- Document -
───
Re: Why is DEFAULT_FDW_TUPLE_COST so insanely low?

From: Bruce Momjian <bruce(at)momjian(dot)us>
To: David Rowley <dgrowleyml(at)gmail(dot)com>
Cc: PostgreSQL Developers <pgsql-hackers(at)lists(dot)postgresql(dot)org>
Subject: Re: Why is DEFAULT_FDW_TUPLE_COST so insanely low?
Date: 2023-10-28 23:45:08
Message-ID: ZT2dBCFrx89lLLgM@momjian.us
Views: Raw Message | Whole Thread | Download mbox | Resend email
Thread:
Lists: pgsql-hackers


Has anything been done about this issue?

---------------------------------------------------------------------------

On Wed, Aug 3, 2022 at 02:56:12AM +1200, David Rowley wrote:
> Over on [1] I was complaining that I thought DEFAULT_FDW_TUPLE_COST,
> which is defined as 0.01 was unrealistically low.
───
- Data rows -
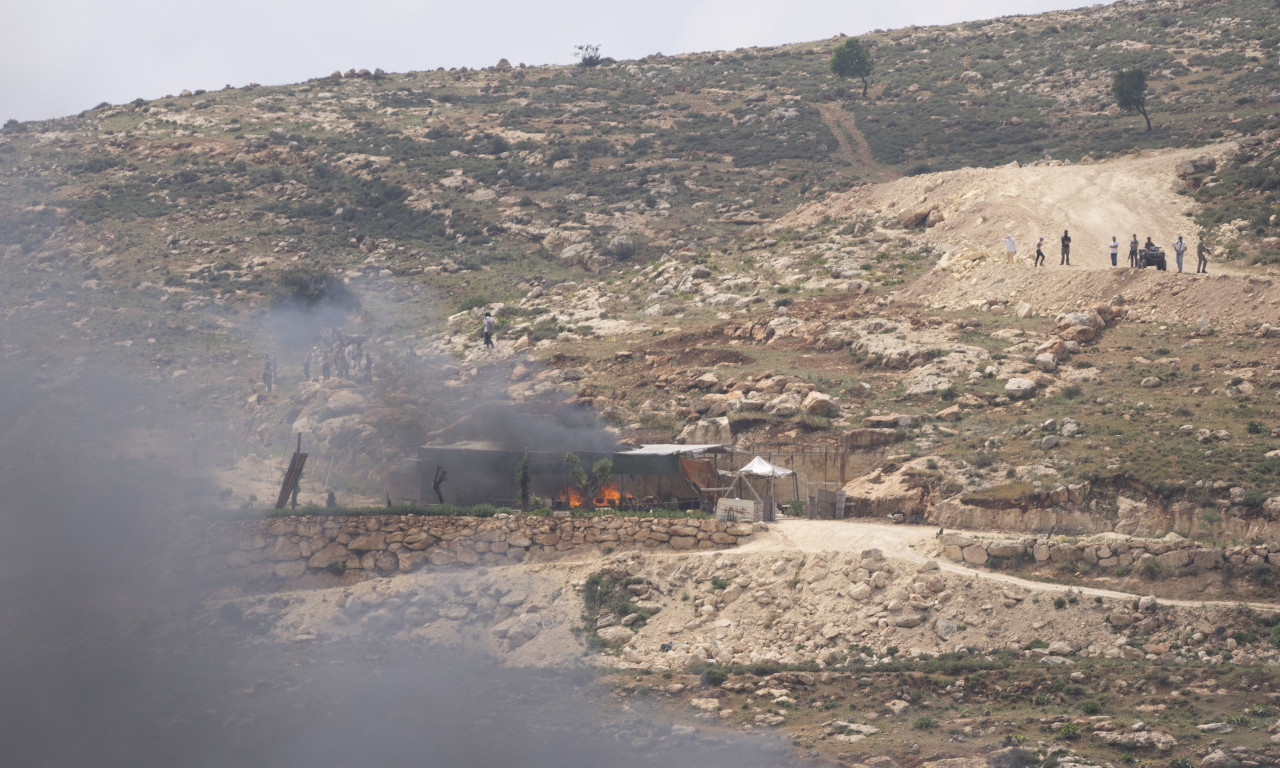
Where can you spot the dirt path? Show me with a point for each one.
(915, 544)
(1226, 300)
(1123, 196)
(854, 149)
───
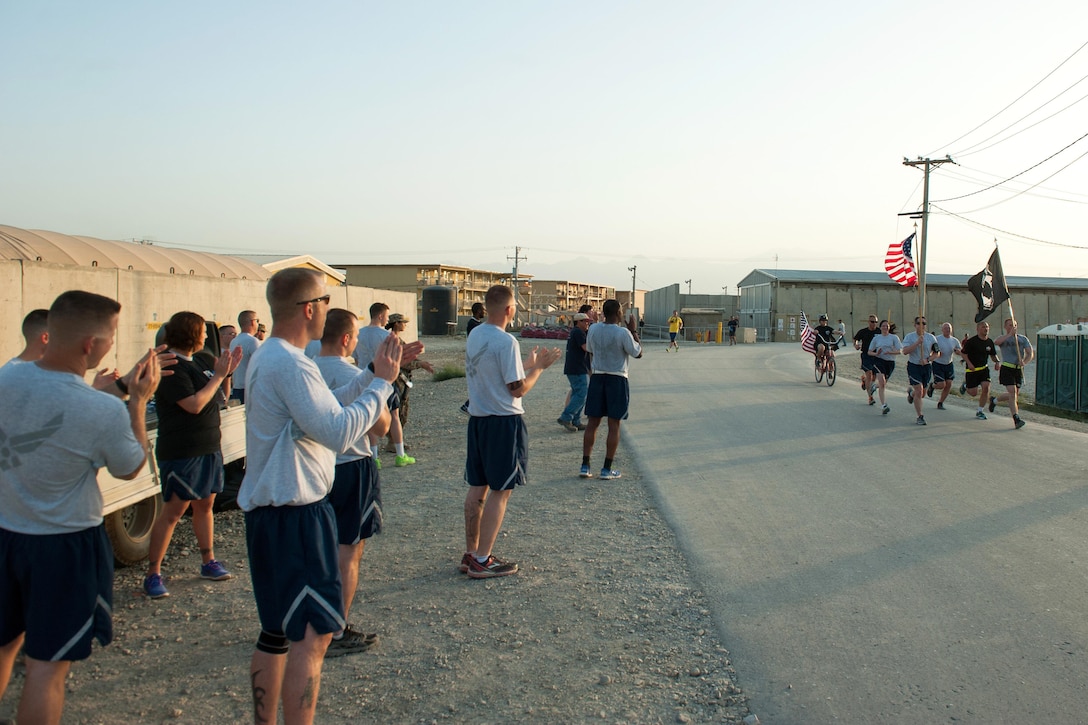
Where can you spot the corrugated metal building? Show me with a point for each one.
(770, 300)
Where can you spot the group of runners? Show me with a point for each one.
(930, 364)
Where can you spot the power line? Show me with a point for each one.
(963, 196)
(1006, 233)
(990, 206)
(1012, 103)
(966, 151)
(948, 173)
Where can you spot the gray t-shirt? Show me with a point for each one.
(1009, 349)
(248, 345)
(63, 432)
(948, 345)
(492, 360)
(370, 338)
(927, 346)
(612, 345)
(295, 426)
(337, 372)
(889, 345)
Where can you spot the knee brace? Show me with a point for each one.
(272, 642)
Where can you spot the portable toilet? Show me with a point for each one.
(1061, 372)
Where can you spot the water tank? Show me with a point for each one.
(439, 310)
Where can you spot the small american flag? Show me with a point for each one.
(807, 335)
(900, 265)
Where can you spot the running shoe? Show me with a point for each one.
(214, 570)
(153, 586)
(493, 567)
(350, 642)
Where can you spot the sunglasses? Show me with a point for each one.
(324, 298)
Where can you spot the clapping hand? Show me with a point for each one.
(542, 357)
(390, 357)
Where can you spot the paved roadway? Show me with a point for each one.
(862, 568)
───
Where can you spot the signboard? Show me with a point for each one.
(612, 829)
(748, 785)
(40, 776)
───
Continue the PostgreSQL mailing-list message about DEFAULT_FDW_TUPLE_COST, starting right after its last quoted line.

>
> For comparison, cpu_tuple_cost, something we probably expect to be in
> a CPU cache is also 0.01. We've defined DEFAULT_PARALLEL_TUPLE_COST
> to be 0.1, which is 10x cpu_tuple_cost. That's coming from a shared
> memory segment. So why do we think DEFAULT_FDW_TUPLE_COST should be
> the same as cpu_tuple_cost when that's probably pulling a tuple from
> some remote server over some (possibly slow) network?
>
> I did a little experiment in the attached .sql file and did some maths
> to try to figure out what it's really likely to be costing us. I tried
> this with and without the attached hack to have the planner not
> consider remote grouping just to see how much slower pulling a million
> tuples through the FDW would cost.
>
> I setup a loopback server on localhost (which has about the lowest
> possible network latency) and found the patched query to the foreign
> server took:
>
> Execution Time: 530.000 ms
>
> This is pulling all million tuples over and doing the aggregate locally.
>
> Unpatched, the query took:
>
> Execution Time: 35.334 ms
>
> so about 15x faster.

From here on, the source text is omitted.